> [SUPPLIED PASSAGE]

BEGIN

I’ve decided that my character Weena Wesson in Jim and the Flims should be a very old living person from Earth, like 150 years old. And she should have some knowledge of the fourth dimension.

And thus I’m led to Alicia Boole Stott (1860-1940), an intuitive geometer of the fourth dimension, known for her cardboard models of the 3D cross-sections of the 4D polytopes, which are more sophisticated cousins of the “hypercube.” Above is a photo of Alicia with her mathematical collaborator Pieter Schoute.


[Paper models of 3D cross-sections of 4D hypersolids by Alicia Boole Stott.]

Alicia Boole learned about 4D from no less a man than Charles Howard Hinton, who was the suitor of Alicia’s older sister Marry Ellen Boole. Hinton used to bring his set of 4D-vizualization cubes over to the Boole’s house and show them off. Hinton, I should explain, had devised a system for imagining four-dimensional hypersolids by means of a set of blocks. Hinton was a true eccentric—a bigamist, inventor of a “baseball gun,” an early science fiction writer, and a mathematic professor. My kind of guy. It cracks me up to imagine Prof. Hinton teaching 4D geometry to his girlfriend’s sisters.

Charles H. Hinton
[A rare family photo of Hinton, scanned for me by Tom Banchoff, , a fellow investigator of the higher dimensions.]

About thirty years ago, I edited a selection of Hinton’s truly amazing writings, Speculations on the Fourth Dimension, which appeared from Dover Publications in 1980. This slim volume is now seemingly out of print, but a fellow Hintonite has, with my blessing, legally posted most of my Hinton selections online. In order to keep the legend of Hinton alive, I’ve decided it’s time to post the biographical essay on Hinton by me that introduced my anthology.

[Many European universities have these great old pre-computer collections of models of mathematical solids and surfaces—the models are made of paper, wire, plaster and so on. This picture shows a case of Alicia Boole Stott’s models at the University of Gronigen in the Netherlands.]

Alicia Boole Stott was able to visualize the cross-sections of various four-dimensional shapes—which she dubbed “polytopes”—and she made paper models of them. For more about this, see chapter 5 of Irene Polo-Blanco’s dissertation, “Models of Surfaces: A Dutch Perspective,” at the University of Groningen: “Alicia Boole Stott and four-dimensional polytopes. ”. (I copied the pictures of Alicia and her models for this blog post from the Polo-Blanco dissertation. )

END

> [RECORDED INFORMATION]

BEGIN

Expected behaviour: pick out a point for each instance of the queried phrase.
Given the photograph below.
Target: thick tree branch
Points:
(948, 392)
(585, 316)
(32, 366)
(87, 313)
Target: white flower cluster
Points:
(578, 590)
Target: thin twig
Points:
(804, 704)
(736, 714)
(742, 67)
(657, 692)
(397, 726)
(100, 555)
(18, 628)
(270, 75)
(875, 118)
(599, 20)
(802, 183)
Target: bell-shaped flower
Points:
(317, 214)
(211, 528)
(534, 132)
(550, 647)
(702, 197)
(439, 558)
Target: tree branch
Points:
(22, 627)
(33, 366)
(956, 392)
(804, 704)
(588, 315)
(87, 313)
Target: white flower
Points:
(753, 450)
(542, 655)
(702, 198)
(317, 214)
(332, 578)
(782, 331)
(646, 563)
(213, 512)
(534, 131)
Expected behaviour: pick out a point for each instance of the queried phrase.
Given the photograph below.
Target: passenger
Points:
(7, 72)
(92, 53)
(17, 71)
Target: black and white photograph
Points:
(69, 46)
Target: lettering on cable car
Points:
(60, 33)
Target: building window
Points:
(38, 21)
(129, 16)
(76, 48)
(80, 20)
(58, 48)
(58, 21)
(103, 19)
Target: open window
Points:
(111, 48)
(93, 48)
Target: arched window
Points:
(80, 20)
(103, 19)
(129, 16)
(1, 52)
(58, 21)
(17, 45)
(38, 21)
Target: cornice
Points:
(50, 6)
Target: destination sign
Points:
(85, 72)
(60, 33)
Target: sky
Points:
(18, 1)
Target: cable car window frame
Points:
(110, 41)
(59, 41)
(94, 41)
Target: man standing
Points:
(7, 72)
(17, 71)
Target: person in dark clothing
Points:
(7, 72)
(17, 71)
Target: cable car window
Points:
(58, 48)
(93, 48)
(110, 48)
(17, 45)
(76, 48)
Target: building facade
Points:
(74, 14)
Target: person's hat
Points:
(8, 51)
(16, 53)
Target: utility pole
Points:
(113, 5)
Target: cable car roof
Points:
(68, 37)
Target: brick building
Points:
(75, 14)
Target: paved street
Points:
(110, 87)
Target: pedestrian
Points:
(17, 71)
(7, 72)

END

> [WHAT YOU NEED TO DO]
From the passage on Alicia Boole Stott, repeat word for word the part between "I’ve decided that" and "the fourth dimension.", inclusive.

> [EXERCISE SOLUTION]
I’ve decided that my character Weena Wesson in Jim and the Flims should be a very old living person from Earth, like 150 years old. And she should have some knowledge of the fourth dimension.